### [Задания]
[1] Ответьте по отрывку на три вопроса:
(a) Где умер поэт?
(b) За сколько лет до своей смерти жена поэта призналась, что чувствует себя опустошённой?
(c) Какой была её внешность?
[2] Процитируйте отрывок дословно: от слов «После смерти поэта» до слов «прозу Мандельштама наизусть.» включительно.
+++ Отрывок +++
После смерти поэта на Владивостокском пересыльном пункте хранительницей его наследия стала его жена. Она заучивала стихи и прозу Мандельштама наизусть.
«Я отдала жизнь на это, это было очень трудно, теперь я чувствую себя совершенно опустошенной», — признавалась она за три года до смерти.
Значительную часть своей жизни она жила в крайне тяжелых условиях.
«Десятилетиями эта женщина находилась в бегах, петляя по захолустным городишкам Великой империи, устраиваясь на новом месте лишь для того, чтобы сняться при первом же сигнале опасности. Статус несуществующей личности постепенно стал её второй натурой. Она была небольшого роста, худая. С годами она усыхала и съёживалась больше и больше, словно в попытке превратить себя в нечто невесомое, что можно быстренько сложить и сунуть в карман, на случай бегства. Также не имела она никакого имущества.
+++ Записи +++
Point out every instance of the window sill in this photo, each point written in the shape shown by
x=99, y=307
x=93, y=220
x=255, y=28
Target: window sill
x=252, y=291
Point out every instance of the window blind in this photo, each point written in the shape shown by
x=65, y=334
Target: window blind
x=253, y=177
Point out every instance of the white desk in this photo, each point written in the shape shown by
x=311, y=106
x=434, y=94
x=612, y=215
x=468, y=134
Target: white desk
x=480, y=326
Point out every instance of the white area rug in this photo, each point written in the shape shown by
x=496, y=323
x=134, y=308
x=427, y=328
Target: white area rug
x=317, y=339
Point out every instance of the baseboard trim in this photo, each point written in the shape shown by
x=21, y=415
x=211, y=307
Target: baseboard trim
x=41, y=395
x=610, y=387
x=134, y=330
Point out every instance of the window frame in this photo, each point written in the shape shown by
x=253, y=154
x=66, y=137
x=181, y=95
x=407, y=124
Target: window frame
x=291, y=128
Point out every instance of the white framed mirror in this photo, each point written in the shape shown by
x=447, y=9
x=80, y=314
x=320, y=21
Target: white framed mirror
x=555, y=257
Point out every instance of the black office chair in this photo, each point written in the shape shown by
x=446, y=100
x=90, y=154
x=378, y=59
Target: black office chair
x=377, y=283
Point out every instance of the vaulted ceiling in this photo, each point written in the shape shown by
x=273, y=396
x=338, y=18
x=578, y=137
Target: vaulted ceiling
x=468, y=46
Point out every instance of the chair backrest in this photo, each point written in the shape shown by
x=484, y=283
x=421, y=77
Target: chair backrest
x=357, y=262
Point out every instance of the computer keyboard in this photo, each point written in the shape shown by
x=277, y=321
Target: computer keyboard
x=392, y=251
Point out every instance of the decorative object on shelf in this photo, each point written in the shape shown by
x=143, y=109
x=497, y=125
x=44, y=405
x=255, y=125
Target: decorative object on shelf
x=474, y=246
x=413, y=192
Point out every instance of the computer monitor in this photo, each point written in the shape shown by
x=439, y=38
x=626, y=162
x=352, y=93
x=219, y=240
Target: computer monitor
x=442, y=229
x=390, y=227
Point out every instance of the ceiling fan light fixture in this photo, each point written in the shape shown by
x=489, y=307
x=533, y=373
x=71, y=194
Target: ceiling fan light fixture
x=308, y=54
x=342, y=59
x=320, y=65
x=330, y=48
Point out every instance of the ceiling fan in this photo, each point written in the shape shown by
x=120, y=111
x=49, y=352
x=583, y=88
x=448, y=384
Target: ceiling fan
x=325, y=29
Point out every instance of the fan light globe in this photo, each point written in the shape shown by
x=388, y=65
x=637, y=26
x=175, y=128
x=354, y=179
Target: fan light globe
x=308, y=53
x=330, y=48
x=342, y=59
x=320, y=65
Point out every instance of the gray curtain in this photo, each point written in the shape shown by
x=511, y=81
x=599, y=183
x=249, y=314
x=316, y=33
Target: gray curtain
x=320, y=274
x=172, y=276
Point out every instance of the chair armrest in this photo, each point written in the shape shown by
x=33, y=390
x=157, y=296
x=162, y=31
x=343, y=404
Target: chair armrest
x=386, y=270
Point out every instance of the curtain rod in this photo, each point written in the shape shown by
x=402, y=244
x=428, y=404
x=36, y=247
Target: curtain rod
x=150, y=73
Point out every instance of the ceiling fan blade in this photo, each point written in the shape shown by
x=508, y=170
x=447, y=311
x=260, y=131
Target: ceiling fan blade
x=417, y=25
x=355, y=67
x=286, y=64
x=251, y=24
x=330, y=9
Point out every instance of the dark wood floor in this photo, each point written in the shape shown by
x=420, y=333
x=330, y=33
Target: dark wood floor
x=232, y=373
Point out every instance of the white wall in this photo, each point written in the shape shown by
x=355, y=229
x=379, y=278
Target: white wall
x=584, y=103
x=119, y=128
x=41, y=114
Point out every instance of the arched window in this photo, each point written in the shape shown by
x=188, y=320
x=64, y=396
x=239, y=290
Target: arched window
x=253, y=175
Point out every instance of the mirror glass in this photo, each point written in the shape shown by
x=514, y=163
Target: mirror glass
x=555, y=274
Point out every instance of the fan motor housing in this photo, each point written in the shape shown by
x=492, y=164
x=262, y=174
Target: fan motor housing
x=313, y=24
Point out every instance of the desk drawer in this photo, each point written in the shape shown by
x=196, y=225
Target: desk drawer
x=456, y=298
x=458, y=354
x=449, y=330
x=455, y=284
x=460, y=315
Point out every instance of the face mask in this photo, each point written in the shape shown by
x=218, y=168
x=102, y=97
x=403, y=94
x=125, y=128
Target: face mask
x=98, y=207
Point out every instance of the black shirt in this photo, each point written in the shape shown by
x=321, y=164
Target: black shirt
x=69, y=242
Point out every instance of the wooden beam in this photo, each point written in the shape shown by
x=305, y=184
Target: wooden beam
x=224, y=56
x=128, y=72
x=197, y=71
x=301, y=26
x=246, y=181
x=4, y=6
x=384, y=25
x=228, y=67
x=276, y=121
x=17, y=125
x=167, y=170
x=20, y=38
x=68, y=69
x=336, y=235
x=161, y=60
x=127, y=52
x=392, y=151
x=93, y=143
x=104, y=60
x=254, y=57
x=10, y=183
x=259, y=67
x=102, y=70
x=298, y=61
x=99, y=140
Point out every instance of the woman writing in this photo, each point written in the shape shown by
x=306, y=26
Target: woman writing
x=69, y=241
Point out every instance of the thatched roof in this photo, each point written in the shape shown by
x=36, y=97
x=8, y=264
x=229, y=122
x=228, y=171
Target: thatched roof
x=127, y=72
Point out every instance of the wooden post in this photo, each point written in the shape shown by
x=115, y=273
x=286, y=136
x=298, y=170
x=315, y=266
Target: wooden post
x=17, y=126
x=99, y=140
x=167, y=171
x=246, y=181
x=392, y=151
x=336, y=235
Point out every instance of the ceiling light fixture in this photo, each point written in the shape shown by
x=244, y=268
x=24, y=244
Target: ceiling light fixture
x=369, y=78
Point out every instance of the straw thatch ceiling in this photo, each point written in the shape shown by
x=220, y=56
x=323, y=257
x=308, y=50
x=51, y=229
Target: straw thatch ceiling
+++
### [Ответы по порядку]
[1]
(a) На Владивостокском пересыльном пункте.
(b) За три года.
(c) Она была небольшого роста и худая.

[2]
После смерти поэта на Владивостокском пересыльном пункте хранительницей его наследия стала его жена. Она заучивала стихи и прозу Мандельштама наизусть.